Output every line of the entries from the line containing "Put a point on the white sticker" through the last, exactly, with no other content.

[Dataset excerpts on object pointing]
- - - -

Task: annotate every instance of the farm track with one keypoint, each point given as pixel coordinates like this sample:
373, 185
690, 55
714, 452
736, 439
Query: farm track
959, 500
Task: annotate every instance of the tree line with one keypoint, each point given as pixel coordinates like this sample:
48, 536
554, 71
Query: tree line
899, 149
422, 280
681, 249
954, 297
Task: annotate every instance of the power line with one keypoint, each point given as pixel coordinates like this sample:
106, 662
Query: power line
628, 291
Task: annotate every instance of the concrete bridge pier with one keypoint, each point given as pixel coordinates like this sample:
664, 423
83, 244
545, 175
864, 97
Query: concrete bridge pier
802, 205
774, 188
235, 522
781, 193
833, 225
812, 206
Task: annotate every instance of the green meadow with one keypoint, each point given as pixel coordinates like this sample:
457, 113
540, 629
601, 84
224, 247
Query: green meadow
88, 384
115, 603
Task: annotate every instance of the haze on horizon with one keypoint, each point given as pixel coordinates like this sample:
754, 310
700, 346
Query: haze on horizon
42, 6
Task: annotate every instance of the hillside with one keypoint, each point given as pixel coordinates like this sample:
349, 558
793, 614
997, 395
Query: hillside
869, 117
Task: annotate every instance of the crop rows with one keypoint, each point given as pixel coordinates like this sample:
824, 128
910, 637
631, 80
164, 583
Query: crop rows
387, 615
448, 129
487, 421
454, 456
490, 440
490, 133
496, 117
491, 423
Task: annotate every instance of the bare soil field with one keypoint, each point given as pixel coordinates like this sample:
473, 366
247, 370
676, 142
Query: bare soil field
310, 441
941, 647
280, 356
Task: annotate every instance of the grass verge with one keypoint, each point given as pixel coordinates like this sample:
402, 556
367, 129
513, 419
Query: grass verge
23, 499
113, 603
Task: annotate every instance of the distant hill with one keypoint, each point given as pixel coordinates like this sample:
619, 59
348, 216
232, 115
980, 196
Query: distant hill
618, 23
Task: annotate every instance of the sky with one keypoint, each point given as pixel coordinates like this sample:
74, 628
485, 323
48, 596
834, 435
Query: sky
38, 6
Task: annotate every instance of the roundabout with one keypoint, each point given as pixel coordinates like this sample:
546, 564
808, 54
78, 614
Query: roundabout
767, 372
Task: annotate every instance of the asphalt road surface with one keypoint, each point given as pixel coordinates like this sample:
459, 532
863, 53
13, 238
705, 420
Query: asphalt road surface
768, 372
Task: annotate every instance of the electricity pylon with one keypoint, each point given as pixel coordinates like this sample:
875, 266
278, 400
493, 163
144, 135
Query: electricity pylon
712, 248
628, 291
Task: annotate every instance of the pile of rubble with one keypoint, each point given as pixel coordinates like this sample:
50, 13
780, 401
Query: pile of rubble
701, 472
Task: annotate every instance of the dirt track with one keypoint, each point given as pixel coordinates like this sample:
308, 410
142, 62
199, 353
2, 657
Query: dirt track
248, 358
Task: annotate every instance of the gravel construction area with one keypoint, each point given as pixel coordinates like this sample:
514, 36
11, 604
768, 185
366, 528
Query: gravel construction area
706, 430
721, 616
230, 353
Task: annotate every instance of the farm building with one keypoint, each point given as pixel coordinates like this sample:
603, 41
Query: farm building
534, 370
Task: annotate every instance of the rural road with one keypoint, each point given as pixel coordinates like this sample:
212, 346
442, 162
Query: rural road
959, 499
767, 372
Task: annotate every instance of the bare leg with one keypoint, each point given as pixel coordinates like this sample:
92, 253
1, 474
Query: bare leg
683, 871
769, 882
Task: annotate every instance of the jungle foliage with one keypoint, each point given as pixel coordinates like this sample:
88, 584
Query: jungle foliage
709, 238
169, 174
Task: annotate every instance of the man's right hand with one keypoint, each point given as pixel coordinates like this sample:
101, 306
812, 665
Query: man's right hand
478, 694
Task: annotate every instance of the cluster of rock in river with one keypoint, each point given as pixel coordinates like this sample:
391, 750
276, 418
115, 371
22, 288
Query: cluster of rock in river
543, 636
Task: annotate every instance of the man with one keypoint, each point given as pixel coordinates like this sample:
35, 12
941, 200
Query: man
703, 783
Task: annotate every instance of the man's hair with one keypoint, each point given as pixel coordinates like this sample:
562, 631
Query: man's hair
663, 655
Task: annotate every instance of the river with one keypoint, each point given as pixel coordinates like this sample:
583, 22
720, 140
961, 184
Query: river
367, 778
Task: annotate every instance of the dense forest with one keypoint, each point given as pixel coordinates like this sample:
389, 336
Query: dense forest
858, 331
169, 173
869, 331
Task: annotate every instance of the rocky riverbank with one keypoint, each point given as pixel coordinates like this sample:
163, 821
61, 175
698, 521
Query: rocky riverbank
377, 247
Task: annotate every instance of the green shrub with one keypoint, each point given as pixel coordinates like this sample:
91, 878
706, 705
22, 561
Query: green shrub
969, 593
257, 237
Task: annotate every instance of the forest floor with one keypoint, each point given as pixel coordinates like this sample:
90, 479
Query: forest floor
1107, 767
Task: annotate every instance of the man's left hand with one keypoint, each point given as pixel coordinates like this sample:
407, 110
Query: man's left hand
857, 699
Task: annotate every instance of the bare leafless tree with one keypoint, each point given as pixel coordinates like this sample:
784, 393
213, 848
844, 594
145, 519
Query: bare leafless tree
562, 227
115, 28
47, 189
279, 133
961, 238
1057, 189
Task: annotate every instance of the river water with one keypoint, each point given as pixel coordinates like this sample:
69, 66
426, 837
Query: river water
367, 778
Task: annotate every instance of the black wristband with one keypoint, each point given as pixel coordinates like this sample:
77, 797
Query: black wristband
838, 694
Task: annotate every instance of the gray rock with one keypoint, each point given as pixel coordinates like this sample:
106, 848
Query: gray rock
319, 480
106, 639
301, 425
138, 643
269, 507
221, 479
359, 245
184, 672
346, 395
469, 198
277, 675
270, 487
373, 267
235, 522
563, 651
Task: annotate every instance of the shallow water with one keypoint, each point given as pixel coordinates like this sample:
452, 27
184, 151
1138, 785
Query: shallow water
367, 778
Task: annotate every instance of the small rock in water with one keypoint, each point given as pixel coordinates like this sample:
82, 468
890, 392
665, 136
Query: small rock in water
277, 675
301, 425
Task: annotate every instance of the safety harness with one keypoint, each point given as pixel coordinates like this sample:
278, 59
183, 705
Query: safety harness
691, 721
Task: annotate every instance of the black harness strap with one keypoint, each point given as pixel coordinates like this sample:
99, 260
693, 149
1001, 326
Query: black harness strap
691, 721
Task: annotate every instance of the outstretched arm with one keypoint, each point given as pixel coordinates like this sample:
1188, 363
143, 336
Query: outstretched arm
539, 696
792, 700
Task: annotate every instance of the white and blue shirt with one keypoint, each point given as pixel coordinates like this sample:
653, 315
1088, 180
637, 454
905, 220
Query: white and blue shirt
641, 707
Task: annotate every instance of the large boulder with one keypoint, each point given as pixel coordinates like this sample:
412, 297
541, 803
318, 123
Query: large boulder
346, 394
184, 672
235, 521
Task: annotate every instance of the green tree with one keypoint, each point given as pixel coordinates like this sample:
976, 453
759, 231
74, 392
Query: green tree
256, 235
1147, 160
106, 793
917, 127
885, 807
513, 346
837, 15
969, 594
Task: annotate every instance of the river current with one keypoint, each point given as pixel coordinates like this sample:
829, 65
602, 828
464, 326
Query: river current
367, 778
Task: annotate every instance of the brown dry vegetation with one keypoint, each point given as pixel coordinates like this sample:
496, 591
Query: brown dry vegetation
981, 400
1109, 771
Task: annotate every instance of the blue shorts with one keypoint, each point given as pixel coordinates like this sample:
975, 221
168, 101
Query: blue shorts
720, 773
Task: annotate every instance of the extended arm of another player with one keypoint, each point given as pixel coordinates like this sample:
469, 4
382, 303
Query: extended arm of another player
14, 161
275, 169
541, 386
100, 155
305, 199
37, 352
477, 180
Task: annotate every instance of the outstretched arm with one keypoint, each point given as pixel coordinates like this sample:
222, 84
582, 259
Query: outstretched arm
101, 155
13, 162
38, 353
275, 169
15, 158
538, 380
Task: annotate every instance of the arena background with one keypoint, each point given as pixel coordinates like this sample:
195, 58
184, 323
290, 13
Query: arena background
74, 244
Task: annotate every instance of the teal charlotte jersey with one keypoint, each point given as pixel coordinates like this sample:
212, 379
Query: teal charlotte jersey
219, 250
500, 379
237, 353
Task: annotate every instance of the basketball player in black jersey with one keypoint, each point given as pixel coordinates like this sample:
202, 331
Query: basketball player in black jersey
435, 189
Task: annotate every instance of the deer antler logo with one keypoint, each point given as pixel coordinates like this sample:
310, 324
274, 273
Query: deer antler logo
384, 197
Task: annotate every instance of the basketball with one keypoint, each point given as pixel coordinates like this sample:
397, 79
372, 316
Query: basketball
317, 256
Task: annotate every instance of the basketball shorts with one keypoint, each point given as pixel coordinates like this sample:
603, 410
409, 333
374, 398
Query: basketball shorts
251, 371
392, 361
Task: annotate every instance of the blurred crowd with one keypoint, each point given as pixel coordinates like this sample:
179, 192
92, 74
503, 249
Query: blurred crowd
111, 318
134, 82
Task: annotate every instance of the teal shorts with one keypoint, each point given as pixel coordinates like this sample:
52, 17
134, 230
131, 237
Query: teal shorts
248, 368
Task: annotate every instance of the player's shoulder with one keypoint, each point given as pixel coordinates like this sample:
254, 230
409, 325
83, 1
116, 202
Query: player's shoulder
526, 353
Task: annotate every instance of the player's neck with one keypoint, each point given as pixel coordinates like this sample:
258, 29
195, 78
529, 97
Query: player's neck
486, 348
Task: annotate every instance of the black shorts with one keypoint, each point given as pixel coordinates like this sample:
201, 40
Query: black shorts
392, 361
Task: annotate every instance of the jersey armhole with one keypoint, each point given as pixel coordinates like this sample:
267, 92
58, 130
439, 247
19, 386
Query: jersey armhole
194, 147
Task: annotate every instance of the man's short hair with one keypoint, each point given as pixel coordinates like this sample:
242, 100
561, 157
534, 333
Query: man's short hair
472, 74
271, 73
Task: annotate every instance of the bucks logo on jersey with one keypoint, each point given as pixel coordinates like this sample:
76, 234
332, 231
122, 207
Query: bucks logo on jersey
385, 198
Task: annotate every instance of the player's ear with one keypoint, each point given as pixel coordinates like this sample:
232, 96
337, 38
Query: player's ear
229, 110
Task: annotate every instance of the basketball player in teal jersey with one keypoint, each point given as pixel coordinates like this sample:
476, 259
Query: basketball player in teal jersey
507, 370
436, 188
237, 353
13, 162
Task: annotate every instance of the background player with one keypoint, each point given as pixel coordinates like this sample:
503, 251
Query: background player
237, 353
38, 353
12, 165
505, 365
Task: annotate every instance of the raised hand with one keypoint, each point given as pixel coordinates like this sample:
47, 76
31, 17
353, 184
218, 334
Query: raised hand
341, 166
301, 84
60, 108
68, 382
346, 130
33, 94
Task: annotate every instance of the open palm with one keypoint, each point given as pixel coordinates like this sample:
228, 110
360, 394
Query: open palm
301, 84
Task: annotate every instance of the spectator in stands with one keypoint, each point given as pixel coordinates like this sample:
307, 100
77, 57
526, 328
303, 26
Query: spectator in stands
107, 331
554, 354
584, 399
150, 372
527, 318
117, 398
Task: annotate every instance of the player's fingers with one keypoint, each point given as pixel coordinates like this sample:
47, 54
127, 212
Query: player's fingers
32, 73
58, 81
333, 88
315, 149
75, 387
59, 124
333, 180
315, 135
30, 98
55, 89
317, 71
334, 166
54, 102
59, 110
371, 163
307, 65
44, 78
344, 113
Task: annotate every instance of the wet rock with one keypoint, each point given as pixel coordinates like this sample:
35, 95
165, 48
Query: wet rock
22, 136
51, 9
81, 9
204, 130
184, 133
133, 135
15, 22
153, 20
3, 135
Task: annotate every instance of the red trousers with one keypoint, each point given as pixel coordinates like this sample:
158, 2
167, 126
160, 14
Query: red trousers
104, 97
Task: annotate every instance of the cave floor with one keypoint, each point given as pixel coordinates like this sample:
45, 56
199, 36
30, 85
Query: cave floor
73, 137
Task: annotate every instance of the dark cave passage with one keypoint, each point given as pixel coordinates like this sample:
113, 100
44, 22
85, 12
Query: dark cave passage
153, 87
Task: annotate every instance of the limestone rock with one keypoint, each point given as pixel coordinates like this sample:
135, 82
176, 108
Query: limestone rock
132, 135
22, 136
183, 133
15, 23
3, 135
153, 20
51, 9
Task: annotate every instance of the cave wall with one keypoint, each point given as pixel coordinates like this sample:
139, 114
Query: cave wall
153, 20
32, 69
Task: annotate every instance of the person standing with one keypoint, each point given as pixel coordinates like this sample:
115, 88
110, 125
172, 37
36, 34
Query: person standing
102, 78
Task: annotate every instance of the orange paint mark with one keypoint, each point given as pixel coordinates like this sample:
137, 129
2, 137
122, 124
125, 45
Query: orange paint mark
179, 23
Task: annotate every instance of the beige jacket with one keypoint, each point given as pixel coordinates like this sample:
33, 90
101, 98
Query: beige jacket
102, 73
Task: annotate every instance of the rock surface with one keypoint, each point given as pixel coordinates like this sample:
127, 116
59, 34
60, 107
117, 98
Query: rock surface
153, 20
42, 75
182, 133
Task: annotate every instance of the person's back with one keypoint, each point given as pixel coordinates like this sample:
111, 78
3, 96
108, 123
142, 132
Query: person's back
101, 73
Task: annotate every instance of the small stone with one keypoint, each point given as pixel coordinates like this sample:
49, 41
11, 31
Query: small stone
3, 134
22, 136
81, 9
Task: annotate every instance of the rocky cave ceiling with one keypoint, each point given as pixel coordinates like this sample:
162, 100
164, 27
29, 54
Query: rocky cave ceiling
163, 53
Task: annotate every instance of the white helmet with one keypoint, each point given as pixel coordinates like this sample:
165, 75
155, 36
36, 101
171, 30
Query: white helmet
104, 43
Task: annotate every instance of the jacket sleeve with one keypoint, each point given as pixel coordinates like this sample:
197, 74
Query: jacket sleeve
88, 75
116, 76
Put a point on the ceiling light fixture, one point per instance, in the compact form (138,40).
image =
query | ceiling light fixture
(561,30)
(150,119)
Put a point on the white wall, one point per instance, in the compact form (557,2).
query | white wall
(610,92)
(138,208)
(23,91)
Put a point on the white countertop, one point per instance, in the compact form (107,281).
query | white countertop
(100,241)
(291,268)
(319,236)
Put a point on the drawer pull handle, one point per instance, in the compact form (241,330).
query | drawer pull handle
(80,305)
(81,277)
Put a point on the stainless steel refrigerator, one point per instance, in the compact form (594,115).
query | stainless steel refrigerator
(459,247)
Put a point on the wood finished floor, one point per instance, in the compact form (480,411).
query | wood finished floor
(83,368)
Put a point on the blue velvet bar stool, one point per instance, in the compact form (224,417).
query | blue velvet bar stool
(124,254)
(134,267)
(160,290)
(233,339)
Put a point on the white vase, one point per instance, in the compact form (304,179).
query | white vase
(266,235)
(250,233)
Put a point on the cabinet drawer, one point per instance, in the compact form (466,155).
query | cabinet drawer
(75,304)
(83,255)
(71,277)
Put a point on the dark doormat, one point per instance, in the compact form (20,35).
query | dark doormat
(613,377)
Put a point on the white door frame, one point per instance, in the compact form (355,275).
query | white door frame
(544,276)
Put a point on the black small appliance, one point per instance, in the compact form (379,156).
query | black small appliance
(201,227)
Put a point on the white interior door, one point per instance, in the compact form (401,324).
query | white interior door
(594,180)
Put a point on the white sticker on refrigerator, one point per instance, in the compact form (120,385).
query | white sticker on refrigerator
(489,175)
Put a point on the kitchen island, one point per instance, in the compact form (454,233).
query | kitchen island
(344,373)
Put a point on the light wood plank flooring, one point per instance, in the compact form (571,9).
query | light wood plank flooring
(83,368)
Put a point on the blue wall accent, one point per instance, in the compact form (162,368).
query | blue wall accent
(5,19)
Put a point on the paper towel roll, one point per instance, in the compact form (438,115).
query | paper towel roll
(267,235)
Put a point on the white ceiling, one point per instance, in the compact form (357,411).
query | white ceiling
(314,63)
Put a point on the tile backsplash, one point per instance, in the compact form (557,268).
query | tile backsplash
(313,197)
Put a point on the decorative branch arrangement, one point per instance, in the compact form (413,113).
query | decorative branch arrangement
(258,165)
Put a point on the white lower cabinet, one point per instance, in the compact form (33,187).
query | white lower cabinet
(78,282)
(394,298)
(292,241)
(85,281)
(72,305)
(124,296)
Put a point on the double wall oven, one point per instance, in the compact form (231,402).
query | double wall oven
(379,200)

- - - -

:: The completed task ::
Put a point on the white sticker on refrigerator, one point per instance, in the compact form (120,385).
query | white sticker on refrigerator
(489,175)
Put a point on the kitchen island, one point per instance, in the compact form (454,233).
query | kitchen island
(344,373)
Put a point on the light wood plank flooring, one point per instance, in the compact form (571,9).
query | light wood plank flooring
(83,368)
Put a point on the blue wall accent, one point per instance, in the compact form (162,368).
query | blue wall accent
(5,19)
Put a point on the paper towel roll, one point per instance, in the compact form (438,115).
query | paper towel roll
(267,235)
Put a point on the white ceiling, one point per instance, in the compact form (357,411).
query | white ceiling
(314,63)
Put a point on the tile backsplash, one point per instance, in the compact form (557,268).
query | tile backsplash
(313,197)
Put a point on the decorative branch arrangement, one point per instance, in the compact form (413,113).
query | decorative branch arrangement
(258,165)
Put a point on the white lower cabinet, one point per instance, in the compact form (33,187).
query | white lower cabinet
(78,282)
(394,298)
(292,241)
(85,281)
(72,305)
(124,296)
Put a point on the double wall oven, one point per instance, in the compact form (231,402).
query | double wall oven
(379,200)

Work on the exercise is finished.